- **Elenco dei compiti**
- 1) Nell'estratto, individua la frase che comincia con «Con un colpo d'occhio» ed elenca tutti i materiali che vi sono nominati.
- 2) Secondo l'estratto, su quale giornale e in quale data è uscito l'articolo di Buzzati-Traverso?
- 3) Stampa il passo dell'estratto che va dalle parole "Non sono mancate" fino alle parole "male, immagina peggio.", queste comprese.

Sono qui, al laboratorio museo tecnologicamente dell’Olivetti, Ivrea. Davanti a me, sistemate su casse di legno (da imballaggio) ci sono decine di macchine da scrivere. Con un colpo d’occhio, posso verificare l’evoluzione dei materiali: dalla ghisa, all’alluminio, alla plastica. Diversi materiali, diverse procedure. Dalla tecnologia elementare, quella della fusione della ghisa liquida (per gli operai lavoro duro e mani callose), alla pressofusione. Poi con gli anni ’70, ecco le plastiche, l’elettronica, e diciamo così addio, nel giro di pochi anni, alla pressofusione, all’alluminio, alle fonderie. Il progresso e le speranze e l’innovazione, i benefici, i costi, i fallimenti, il tutto esposto e dolcemente illuminato. Sono qui, un po’ nascosto, reduce da un festival letterario (la grande Invasione). Nelle ore passate non ho fatto altro, da scrittore, che discutere con colleghi sulle sorti del pianeta Italia. La percezione della realtà che finora ho elaborato è stata realizzata con strumenti d’indagine fortemente soggettivi.
Non sono mancate opinioni di sapore apocalittico o sentimenti nostalgici, e nessuno di noi è riuscito, in fondo, a sfuggire a concetti come l’autarchia (la filiera corta, il Km 0), l’autoproduzione, l’autoconsumo. Ora però, in questa sala, e nonostante sia circondato da macchine da scrivere, quel mondo letterario mi sembra un po’ alieno. Sì, d’accordo, le scienze umanistiche sono importanti, ma l’uomo è cambiato, cambierà ancora: ci saranno altri materiali che costruiranno i nostri sogni. Ma senza innovazione, noi in Italia, con che materiali lavoreremo? Mi sono nascosto qui in cerca di una storia. Tutti gli scrittori sperano che lo loro storie siano esemplari, io non faccio eccezione. Del resto, l’immaginario ha la sua importanza – chi pensa male, immagina peggio.
Mi piacerebbe capire il perché di tale disfatta. Se il motore del mondo è la conoscenza, la ricerca, l’innovazione, cosa manca o è mancato a noi italiani? Quali sono stati gli errori, le cattive percezioni, le grandi occasioni perse? Perché da quando sono nato (1966), e nonostante grandi cambiamenti culturali, ascolto (e riproduco) la stessa nenia? Grado zero della ricerca, correlazione spinta tra qualità della ricerca e qualità della didattica (entrambe basse), dunque molti dipartimenti e tanti atenei che fanno fatica a raggiungere livelli di ricerca vicini a standard internazionali. Perché se leggo le seguenti frasi faccio fatica a collocarle temporalmente? “Dai noi si procede ancora con sistemi regalateci dalla riforma Gentile che svaluta la tecnica e la scienza in favore della cosiddetta cultura umanistica (…)Da noi si insegnano in forma cartacea materie scientifiche che si possono apprendere solamente eseguendo con le proprie mani operazioni di laboratorio (…) Da noi, nei nostri istituti scientifici, abbiamo dotazioni che bastano appena per pagare la luce e il gas.” Si tratta di un articolo di Buzzati-Traverso, i mansueti professori universitari hanno perduto la pazienza, il Giorno, 31 ottobre 1957. Ecco perché sono qui, sono alla ricerca di una storia tutta italiana cominciata bene e finita male: c’è qualcosa da imparare, perché nonostante questo museo tecnologico racconti il passato, con quel tempo non abbiamo fatti bene i conti.

- **Dati archiviati**
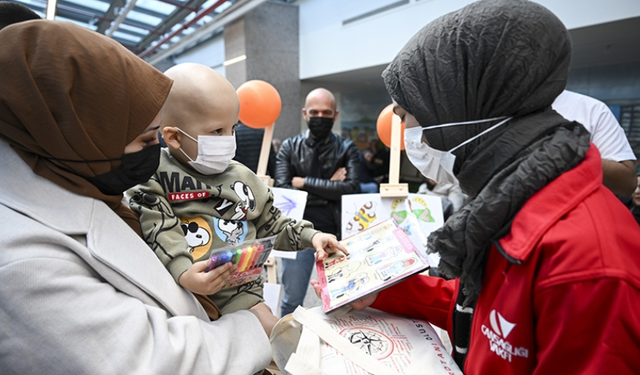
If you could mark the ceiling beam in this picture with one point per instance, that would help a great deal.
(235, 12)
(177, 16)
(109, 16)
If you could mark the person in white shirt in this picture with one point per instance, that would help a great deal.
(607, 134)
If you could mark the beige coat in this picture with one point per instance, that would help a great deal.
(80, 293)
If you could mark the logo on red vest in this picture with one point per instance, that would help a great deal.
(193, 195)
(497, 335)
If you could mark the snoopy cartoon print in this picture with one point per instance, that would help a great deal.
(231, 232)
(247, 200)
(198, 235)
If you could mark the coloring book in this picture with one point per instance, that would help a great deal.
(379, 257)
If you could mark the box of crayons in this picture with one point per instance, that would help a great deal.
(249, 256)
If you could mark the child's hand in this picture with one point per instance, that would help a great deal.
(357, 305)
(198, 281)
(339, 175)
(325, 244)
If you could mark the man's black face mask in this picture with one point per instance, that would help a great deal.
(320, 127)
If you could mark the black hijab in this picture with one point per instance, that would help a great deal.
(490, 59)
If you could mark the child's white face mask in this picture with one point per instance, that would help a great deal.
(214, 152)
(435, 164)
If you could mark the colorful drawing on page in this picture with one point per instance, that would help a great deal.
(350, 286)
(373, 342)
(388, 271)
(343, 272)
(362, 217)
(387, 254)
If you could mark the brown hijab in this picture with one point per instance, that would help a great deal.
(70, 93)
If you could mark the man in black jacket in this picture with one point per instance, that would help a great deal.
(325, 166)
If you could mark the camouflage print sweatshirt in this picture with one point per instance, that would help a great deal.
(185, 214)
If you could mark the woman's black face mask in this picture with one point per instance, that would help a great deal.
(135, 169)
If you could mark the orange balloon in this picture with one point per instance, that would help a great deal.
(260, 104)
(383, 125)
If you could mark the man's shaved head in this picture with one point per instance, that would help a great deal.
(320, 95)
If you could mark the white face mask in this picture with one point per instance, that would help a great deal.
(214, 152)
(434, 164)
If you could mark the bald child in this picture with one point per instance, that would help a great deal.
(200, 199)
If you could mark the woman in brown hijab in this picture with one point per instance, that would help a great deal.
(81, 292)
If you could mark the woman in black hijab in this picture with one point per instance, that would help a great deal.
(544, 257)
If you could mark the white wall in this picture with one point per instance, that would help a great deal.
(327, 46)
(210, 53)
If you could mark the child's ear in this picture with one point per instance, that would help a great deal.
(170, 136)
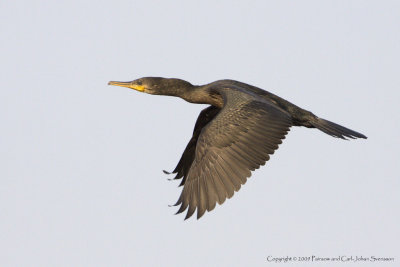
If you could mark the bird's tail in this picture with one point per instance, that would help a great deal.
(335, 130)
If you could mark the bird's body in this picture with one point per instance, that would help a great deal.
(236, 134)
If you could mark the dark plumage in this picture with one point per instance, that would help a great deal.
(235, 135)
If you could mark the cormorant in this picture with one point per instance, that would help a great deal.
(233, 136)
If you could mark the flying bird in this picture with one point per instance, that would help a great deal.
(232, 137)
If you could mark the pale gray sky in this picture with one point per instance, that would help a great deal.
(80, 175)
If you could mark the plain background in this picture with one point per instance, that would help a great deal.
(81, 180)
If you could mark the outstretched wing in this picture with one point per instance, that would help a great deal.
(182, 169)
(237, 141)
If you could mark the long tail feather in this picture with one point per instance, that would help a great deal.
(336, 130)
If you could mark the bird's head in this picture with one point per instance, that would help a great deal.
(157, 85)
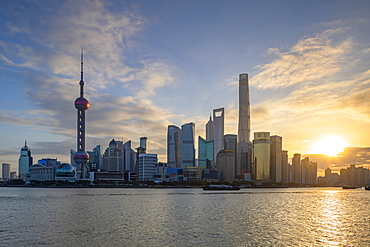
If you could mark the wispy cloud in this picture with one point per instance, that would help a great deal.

- **Risultati per compito**
- 1) ghisa, alluminio, plastica

- 2) Su il Giorno, il 31 ottobre 1957.

- 3)
Non sono mancate opinioni di sapore apocalittico o sentimenti nostalgici, e nessuno di noi è riuscito, in fondo, a sfuggire a concetti come l’autarchia (la filiera corta, il Km 0), l’autoproduzione, l’autoconsumo. Ora però, in questa sala, e nonostante sia circondato da macchine da scrivere, quel mondo letterario mi sembra un po’ alieno. Sì, d’accordo, le scienze umanistiche sono importanti, ma l’uomo è cambiato, cambierà ancora: ci saranno altri materiali che costruiranno i nostri sogni. Ma senza innovazione, noi in Italia, con che materiali lavoreremo? Mi sono nascosto qui in cerca di una storia. Tutti gli scrittori sperano che lo loro storie siano esemplari, io non faccio eccezione. Del resto, l’immaginario ha la sua importanza – chi pensa male, immagina peggio.